▶ _EXERCISE DESCRIPTION_
Present the data from its first line through the line containing "(1257, 551)", inclusive, as a Markdown table with the columns Row and Line. Number each line and omit any blank lines.

========================

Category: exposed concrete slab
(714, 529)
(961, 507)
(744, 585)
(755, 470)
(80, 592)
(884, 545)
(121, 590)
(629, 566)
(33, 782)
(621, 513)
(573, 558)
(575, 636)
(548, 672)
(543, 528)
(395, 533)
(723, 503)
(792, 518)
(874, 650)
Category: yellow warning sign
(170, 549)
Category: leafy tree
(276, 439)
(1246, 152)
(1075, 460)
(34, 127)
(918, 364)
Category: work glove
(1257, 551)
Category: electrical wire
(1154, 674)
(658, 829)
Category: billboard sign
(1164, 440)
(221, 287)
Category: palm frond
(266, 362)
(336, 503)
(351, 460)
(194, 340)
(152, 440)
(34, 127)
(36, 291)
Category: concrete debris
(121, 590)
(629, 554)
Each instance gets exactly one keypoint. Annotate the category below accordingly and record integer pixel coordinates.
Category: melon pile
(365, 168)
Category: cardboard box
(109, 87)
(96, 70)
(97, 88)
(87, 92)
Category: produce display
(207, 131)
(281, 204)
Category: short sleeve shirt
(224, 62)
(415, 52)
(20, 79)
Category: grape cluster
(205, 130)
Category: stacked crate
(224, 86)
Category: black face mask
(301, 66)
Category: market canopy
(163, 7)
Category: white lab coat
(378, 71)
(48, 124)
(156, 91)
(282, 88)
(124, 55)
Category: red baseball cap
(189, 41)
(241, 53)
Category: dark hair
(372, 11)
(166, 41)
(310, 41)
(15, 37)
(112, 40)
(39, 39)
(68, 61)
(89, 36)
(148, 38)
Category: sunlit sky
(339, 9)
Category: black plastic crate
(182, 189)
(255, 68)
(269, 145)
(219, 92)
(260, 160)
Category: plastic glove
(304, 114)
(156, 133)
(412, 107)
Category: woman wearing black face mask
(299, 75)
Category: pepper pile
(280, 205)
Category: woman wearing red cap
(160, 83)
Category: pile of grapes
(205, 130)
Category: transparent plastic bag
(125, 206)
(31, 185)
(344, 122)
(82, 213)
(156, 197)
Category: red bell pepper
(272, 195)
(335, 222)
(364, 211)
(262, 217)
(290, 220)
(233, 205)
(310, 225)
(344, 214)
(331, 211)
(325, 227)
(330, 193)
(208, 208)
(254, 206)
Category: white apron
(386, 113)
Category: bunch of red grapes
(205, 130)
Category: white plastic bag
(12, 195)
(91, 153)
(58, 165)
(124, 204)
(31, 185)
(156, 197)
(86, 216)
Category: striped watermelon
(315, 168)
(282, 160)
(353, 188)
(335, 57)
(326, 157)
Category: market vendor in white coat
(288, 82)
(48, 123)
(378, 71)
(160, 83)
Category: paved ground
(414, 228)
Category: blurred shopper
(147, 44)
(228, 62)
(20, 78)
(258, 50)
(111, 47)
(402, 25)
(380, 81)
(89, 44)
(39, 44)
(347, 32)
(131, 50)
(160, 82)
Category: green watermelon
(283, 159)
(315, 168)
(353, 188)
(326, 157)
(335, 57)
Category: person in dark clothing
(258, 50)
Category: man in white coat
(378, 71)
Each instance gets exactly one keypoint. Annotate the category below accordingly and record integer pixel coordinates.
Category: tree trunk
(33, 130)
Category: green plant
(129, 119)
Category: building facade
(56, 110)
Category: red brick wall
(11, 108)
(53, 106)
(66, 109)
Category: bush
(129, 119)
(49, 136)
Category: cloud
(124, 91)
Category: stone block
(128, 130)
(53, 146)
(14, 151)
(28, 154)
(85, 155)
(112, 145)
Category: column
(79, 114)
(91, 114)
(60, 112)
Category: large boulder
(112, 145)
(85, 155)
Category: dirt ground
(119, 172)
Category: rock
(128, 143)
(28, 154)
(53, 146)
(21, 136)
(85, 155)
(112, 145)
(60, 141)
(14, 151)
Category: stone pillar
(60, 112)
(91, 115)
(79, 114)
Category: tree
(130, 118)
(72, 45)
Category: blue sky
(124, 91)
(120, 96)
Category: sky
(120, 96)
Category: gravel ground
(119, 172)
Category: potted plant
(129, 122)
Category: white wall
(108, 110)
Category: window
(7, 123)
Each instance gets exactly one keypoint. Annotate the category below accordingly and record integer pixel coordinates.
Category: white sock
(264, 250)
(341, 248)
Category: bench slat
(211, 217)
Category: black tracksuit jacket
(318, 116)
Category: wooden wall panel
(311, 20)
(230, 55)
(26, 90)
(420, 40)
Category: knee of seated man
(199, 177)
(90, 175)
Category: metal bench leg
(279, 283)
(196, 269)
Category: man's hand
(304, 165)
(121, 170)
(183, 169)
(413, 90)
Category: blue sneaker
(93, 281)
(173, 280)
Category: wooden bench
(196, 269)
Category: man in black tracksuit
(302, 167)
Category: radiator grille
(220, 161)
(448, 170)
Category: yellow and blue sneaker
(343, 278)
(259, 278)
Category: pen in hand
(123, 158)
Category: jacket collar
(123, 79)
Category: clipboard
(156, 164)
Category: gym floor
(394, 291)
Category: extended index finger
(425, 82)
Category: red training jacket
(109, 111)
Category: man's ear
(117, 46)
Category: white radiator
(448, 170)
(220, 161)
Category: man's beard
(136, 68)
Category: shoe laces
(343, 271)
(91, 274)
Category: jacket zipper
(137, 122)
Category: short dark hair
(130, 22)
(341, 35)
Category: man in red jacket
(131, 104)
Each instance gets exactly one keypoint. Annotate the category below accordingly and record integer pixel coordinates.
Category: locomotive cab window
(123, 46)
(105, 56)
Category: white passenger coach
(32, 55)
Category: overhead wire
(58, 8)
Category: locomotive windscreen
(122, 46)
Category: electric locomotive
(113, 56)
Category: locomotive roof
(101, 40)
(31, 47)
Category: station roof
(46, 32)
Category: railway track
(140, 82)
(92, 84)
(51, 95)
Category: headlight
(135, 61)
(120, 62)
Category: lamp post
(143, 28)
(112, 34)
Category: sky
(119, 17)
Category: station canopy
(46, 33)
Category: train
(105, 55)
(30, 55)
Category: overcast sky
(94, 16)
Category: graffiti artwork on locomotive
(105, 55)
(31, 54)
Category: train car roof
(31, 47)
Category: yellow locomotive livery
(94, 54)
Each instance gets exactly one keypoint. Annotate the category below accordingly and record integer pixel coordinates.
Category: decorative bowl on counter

========================

▶ _PROBLEM SOLUTION_
| Row | Line |
|---|---|
| 1 | Category: exposed concrete slab |
| 2 | (714, 529) |
| 3 | (961, 507) |
| 4 | (744, 585) |
| 5 | (755, 470) |
| 6 | (80, 592) |
| 7 | (884, 545) |
| 8 | (121, 590) |
| 9 | (629, 566) |
| 10 | (33, 782) |
| 11 | (621, 513) |
| 12 | (573, 558) |
| 13 | (575, 636) |
| 14 | (548, 672) |
| 15 | (543, 528) |
| 16 | (395, 533) |
| 17 | (723, 503) |
| 18 | (792, 518) |
| 19 | (874, 650) |
| 20 | Category: yellow warning sign |
| 21 | (170, 549) |
| 22 | Category: leafy tree |
| 23 | (276, 439) |
| 24 | (1246, 152) |
| 25 | (1075, 460) |
| 26 | (34, 127) |
| 27 | (918, 364) |
| 28 | Category: work glove |
| 29 | (1257, 551) |